Collected data entries:

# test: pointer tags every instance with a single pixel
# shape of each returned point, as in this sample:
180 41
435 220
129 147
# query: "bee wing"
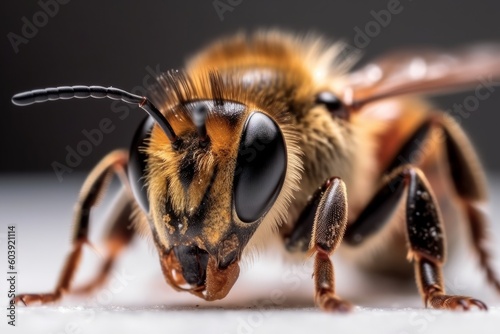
428 72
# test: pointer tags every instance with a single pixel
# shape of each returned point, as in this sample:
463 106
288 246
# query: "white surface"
270 296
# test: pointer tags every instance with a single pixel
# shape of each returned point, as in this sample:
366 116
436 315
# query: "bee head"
209 190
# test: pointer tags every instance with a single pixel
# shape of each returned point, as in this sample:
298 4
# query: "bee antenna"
199 120
97 92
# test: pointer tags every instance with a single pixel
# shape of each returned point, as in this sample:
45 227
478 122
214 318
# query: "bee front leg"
329 226
118 237
92 190
424 231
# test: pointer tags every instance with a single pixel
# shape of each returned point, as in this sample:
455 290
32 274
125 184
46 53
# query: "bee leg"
424 230
299 238
118 237
92 188
329 226
470 185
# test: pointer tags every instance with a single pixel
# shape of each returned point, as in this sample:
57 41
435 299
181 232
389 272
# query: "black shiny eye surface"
137 164
260 169
333 104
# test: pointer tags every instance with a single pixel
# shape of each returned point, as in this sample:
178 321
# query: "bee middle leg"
424 230
323 223
92 190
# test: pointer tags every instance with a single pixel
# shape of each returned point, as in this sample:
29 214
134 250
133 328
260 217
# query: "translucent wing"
422 72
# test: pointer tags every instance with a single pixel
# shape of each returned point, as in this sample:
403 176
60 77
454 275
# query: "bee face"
210 192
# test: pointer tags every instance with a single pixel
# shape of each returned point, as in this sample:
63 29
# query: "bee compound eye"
138 163
260 168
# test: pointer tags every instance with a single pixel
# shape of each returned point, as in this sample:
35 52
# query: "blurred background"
122 43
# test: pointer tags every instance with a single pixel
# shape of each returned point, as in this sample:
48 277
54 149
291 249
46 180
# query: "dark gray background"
112 42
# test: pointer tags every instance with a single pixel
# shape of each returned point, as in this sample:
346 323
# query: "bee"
272 134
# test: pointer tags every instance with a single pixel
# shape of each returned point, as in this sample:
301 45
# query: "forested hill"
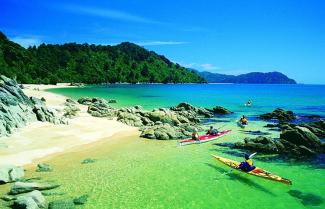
86 63
252 78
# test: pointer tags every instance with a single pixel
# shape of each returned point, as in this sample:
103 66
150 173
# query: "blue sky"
229 36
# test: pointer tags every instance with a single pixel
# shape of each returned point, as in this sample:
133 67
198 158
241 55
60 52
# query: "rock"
31 200
88 160
15 107
302 136
165 132
44 113
11 173
62 204
279 114
260 144
71 109
295 141
23 187
221 110
101 109
80 200
43 167
130 119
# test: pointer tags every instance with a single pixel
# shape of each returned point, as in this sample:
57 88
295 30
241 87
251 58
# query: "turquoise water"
141 173
299 98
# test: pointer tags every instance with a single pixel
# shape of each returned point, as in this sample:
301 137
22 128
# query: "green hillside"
92 64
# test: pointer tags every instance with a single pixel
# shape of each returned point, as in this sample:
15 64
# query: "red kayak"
204 138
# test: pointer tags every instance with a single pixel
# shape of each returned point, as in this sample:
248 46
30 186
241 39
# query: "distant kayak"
241 125
204 138
259 172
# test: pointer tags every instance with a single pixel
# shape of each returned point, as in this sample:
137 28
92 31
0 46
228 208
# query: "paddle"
251 156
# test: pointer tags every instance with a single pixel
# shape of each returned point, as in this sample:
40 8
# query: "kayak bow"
259 172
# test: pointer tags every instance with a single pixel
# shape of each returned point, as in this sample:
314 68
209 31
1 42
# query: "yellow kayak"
256 172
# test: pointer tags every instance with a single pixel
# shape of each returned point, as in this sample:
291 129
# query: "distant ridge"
89 63
249 78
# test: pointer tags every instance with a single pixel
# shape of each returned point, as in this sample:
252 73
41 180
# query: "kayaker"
195 135
212 131
247 165
243 120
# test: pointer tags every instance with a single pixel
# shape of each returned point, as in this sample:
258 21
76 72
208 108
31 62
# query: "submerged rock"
31 200
23 187
11 173
81 200
43 167
165 132
279 114
295 141
62 204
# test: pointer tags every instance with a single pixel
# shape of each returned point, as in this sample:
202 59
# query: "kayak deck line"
204 138
259 172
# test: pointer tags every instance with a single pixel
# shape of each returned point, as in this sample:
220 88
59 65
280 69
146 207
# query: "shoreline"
39 140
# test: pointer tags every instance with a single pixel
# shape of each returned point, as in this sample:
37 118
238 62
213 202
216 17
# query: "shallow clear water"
137 173
299 98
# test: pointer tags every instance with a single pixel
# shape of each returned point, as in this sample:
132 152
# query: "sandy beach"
41 139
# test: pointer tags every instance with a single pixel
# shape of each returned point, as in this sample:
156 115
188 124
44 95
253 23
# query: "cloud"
156 43
108 13
26 41
208 66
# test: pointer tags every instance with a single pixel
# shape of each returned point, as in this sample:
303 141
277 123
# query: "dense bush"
86 63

AIM OF THE TASK> Output nothing except an exact copy of the records above, with the images left out.

RESPONSE AREA>
# test: pointer tags every instance with a single pixel
# shape of each returned point, as in this sample:
180 41
435 220
129 147
# query: "bee wing"
428 72
# test: pointer tags every instance with a single pixel
# shape of each returned point, as in this sample:
463 106
288 246
# query: "white surface"
270 296
# test: pointer tags every instance with a single pixel
# shape of each returned point, as in this sample:
366 116
436 315
# query: "bee head"
209 190
# test: pointer tags every instance with a single pixel
# shape of each returned point, as in this sample:
298 4
# query: "bee antenna"
199 120
97 92
# test: pointer tags every instance with a single pixel
# shape of each returned point, as in this sample:
45 227
478 122
214 318
# query: "bee front leg"
329 226
118 237
92 190
424 231
# test: pointer tags every instance with a single pixel
# shape of each returned point, as in this sample:
455 290
32 274
125 184
46 53
# query: "bee leg"
424 230
299 238
118 237
92 188
329 226
470 185
# test: pointer tags every instance with a single pixel
# shape of each returned point, as in this sample:
57 41
435 299
181 232
389 272
# query: "black shiny eye surface"
137 164
260 169
333 104
# test: pointer tags every instance with a single pixel
# shape of each returned point, as in this sample:
178 321
# query: "bee middle leg"
424 230
323 223
92 190
# test: pointer tags every instance with a single pixel
# shape of each returned point, as in this sample:
29 214
134 250
133 328
260 217
# query: "translucent wing"
422 72
# test: pointer tags every instance with a single pixel
# shape of each returned point, as in this sample:
403 176
60 77
454 275
# query: "bee face"
210 192
# test: pointer tags every instance with a single pixel
# shape of each returned point, as in this sample:
63 29
# query: "bee compound eye"
138 163
260 168
# test: pointer tags every instance with a single pixel
# shape of each returned point, as in this sample:
35 52
# query: "blurred background"
122 43
# test: pointer tags every instance with a single pixel
# shape of each returned point, as in this sample:
48 277
54 149
291 249
46 180
# query: "dark gray background"
112 42
# test: pointer tags every instance with a single pixel
# shape of each returned point, as in this sample:
346 323
# query: "bee"
272 134
# test: pointer tags every instance with a single pixel
# shape of each returned point, as in this sample:
301 45
# query: "forested hill"
86 63
252 78
# test: pointer tags every instance with a single pixel
# shape of each returned point, as in this sample:
103 66
150 173
# query: "blue sky"
229 36
# test: pointer tags every instance with a single pixel
# shape of each returned point, as in this sample:
133 67
198 158
241 55
60 52
# query: "rock"
31 200
88 160
15 107
302 136
165 132
44 113
11 173
62 204
279 114
260 144
71 109
295 141
23 187
221 110
101 109
80 200
43 167
130 119
# test: pointer tags every instance with a single pixel
# shape of each returned point, as in this sample:
57 88
295 30
241 87
251 58
# query: "turquoise water"
141 173
299 98
# test: pointer tags every instance with a single pixel
# shape of each returned point, as in this sample:
301 137
22 128
# query: "green hillside"
92 64
# test: pointer tags every instance with a single pixel
# shape of each returned point, as in this sample:
15 64
# query: "red kayak"
204 138
# test: pointer tags every instance with a single pixel
# shape of each returned point, as in this sample:
248 46
30 186
241 39
# query: "distant kayak"
241 125
204 138
259 172
# test: pointer tags every instance with a single pixel
# shape of each returned point, as in this sample:
137 28
92 31
0 46
228 208
# query: "paddle"
251 156
# test: pointer tags every instance with a single pixel
# shape of each returned point, as in this sample:
40 8
# query: "kayak bow"
259 172
# test: pointer tags every instance with a single pixel
# shape of each returned point, as in this sample:
314 68
209 31
1 42
# query: "yellow kayak"
256 172
# test: pointer tags every instance with a single pixel
# shape of each returned point, as in this sample:
291 129
# query: "distant ridge"
89 63
249 78
# test: pointer tags every instance with a single pixel
# shape of each returned point, as in this sample:
252 73
41 180
# query: "kayaker"
195 135
212 131
247 165
243 120
# test: pointer tags every instance with a single pixel
# shape of each returned point, as in this sample:
258 21
76 72
208 108
31 62
# query: "submerged rock"
31 200
23 187
11 173
81 200
43 167
165 132
279 114
295 141
62 204
# test: pointer tags every instance with a single pixel
# shape of each returned point, as in this sample:
202 59
# query: "kayak deck line"
204 138
259 172
# test: pointer tags every instance with a single pixel
# shape of each returned point, as in this sample:
220 88
59 65
280 69
146 207
# query: "shoreline"
39 140
# test: pointer tags every instance with a single pixel
# shape of each returned point, as in this sample:
37 118
238 62
213 202
216 17
# query: "shallow clear water"
137 173
299 98
# test: pointer tags every instance with a single pixel
# shape of each returned point, as in this sample:
132 152
# query: "sandy beach"
41 139
# test: pointer tags every instance with a single pixel
# shape of each returned point, as in this sample:
156 115
188 124
44 95
253 23
# query: "cloud"
156 43
108 13
26 41
208 66
# test: pointer tags every instance with a single pixel
# shape of each returned point, as in this sample:
303 141
277 123
# query: "dense bush"
86 63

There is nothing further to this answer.